*** Opening of Passage for review ***

Ernesto A. Montaner, the eldest son of a prominent Cuban exile family who stole millions from Medicare, implored a Miami federal judge Wednesday to give him a sentencing break because of his advanced age, poor health and time already spent behind bars.
But U.S. District Judge James Lawrence King showed no sympathy for the 71-year-old Montaner, who attended court in a wheelchair.
The judge slapped him with a maximum five-year prison sentence for defrauding the taxpayer-funded healthcare program for the elderly and disabled, saying he conspired to pay “massive amounts of kickback” money for patient referrals to his Miami-Dade chain of rehabilitation clinics.
King also ordered Montaner, who had fled Miami to Costa Rica to avoid an impending indictment before his arrest in 2010, to pay Medicare more than $2.8 million.
“I feel so much regret for my choices,’’ Montaner, who has been in custody since early last year, said in court. He added that he let down the dozens of relatives and friends who attended his sentencing.
“I know I did wrong,” said Montaner, who pleaded guilty earlier this year. “I know I committed the crime of Medicare fraud. I pray for your understanding and forgiveness.’’
What made Montaner’s Medicare fraud case different from so many others was that his son — whom Montaner had brought into his clinic business — testified against the father before a federal grand jury and was almost going to be a witness again at his sentencing.
A prosecutor had planned to call Ernesto A. Montaner Jr., a cooperating witness already convicted of Medicare fraud, to the stand to show that the father was in charge of four physical therapy clinics. Establishing the father’s leadership role would boost his sentence. But the elder Montaner shifted blame to his son, asserting that Montaner Jr. was in fact responsible for running the clinics.
Montaner’s defense attorney and two of his daughters, who are lawyers, told the judge that pitting the son against his father placed a terrible strain on the family.

*** Close of Passage for review ***
*** Opening of Given information ***

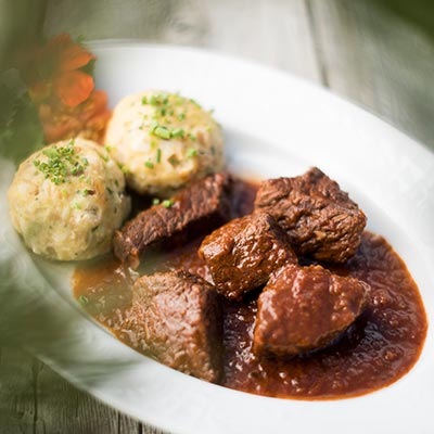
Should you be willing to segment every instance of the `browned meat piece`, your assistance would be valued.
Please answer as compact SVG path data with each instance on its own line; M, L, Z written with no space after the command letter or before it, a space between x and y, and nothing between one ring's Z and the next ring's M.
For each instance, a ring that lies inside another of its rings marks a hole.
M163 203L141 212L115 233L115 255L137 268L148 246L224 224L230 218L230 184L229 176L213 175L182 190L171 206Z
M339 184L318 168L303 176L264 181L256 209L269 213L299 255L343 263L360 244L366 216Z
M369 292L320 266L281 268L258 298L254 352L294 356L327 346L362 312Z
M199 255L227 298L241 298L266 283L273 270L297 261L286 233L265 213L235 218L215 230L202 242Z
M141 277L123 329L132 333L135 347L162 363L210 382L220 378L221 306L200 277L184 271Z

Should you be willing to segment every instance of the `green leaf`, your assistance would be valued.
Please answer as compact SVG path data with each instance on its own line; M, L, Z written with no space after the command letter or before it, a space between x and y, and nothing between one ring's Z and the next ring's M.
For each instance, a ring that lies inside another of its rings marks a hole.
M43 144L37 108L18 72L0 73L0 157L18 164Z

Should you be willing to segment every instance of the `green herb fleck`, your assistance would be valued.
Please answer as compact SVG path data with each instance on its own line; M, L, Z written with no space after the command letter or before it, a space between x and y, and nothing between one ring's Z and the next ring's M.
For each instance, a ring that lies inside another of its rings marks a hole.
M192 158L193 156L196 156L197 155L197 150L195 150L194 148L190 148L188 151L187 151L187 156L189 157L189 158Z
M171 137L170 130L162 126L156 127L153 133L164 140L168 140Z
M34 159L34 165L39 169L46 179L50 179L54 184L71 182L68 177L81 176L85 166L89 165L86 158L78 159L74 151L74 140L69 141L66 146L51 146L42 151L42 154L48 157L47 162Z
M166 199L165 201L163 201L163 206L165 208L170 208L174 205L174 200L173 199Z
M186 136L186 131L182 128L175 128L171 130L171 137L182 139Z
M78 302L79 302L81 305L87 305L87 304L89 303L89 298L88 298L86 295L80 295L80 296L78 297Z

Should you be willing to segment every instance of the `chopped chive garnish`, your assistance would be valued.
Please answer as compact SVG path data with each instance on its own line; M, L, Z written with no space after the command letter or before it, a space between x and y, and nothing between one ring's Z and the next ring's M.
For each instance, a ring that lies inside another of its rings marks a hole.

*** Close of Given information ***

What you need to do –
1: Decide whether each statement below agrees with the article on the Montaner Medicare fraud sentencing, answering yes or no and quoting the deciding words of the article: (a) Montaner pleaded guilty to the charge; (b) the judge ordered Montaner to pay Medicare less than $2 million; (c) Montaner Jr. took the stand as a witness at his father's sentencing.
2: Extend the article on the Montaner Medicare fraud sentencing by writing the passage that follows its final sentence.

List of answers –
1:
(a) Yes: "who pleaded guilty earlier this year".
(b) No: "to pay Medicare more than $2.8 million".
(c) No: "was almost going to be a witness again at his sentencing".

2:
“I’m glad it’s over,” Marlene Montaner said outside the courtroom, after asking the judge to release the elder Montaner immediately so that he could be home for Father’s Day on Sunday.
Montaner’s defense lawyer, who had challenged the characterization of his client’s management role, condemned the prosecutor’s tactics, arguing that the U.S. attorney’s office “forced” the son’s “hand” to testify against his father before the grand jury and to use him again for the sentencing.
“This has been a very unfortunate situation for this family,” the father’s lawyer, Marc Seitles, told the judge. “What the government was doing was something it shouldn’t have done. This was not done with any malice, but it was done.
“He is here, due in part, to the compelled testimony of his son,” Seitles said. “No family, no defendant, should have to endure that.”
But Seitles and his client, in the days before sentencing, dropped their challenge to the leadership assertion, making it unnecessary for the son to testify again.
Assistant U.S. Attorney Ron Davidson mocked their legal move. “We are here because the defendant recruited his own flesh and blood into the fraud,” Davidson said in court. “This man corrupted and ruined the life of his own son.”